[Exercise details]
Count the lines in the entries below that contain the word "handle", and reply with the number alone.

Records from a data source:
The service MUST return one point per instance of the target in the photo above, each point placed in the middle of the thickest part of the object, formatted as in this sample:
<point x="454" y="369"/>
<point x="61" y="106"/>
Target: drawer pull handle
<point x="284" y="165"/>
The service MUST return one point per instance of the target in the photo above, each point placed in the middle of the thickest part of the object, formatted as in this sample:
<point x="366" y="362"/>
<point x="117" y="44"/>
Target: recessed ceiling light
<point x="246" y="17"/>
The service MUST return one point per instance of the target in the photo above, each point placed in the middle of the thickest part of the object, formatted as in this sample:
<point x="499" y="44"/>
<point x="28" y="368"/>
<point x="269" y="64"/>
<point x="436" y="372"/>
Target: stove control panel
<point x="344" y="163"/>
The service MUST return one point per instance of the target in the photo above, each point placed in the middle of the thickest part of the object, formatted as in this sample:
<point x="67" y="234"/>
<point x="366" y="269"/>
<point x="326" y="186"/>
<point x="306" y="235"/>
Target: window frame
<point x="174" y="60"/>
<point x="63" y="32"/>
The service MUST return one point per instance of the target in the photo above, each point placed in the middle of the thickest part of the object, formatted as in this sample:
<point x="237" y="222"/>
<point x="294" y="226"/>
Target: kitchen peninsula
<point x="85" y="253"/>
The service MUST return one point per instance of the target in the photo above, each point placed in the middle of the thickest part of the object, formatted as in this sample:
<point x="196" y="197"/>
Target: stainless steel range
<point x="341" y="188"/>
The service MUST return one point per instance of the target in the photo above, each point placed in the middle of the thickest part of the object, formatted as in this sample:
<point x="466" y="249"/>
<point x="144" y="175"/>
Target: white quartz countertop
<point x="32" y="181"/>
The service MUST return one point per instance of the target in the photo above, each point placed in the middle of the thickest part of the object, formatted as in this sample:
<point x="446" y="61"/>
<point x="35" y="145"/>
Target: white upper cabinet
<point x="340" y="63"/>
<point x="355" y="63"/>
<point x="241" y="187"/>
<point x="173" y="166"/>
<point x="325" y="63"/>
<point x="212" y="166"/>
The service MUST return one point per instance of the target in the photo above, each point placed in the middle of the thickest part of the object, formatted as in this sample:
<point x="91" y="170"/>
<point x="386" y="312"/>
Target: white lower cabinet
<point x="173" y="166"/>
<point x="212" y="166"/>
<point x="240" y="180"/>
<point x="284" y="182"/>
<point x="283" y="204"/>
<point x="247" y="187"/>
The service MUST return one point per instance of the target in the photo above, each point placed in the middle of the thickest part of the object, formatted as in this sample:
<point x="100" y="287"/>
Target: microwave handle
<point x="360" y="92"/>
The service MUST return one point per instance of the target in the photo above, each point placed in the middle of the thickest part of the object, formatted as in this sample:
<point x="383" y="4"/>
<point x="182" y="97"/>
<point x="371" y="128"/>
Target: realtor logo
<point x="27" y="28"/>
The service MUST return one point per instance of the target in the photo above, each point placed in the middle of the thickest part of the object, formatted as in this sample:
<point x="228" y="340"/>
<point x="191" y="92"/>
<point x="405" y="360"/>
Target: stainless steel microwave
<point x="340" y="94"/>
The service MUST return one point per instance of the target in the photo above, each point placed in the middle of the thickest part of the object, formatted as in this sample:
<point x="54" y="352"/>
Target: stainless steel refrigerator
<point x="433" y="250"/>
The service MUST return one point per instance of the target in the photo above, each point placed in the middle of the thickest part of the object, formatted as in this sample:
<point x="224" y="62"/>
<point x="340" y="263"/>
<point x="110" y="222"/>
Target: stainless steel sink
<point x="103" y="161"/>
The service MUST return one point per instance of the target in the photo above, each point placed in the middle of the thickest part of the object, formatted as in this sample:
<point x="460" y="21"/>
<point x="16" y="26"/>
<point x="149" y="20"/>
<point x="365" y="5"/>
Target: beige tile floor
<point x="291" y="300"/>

[Final result]
2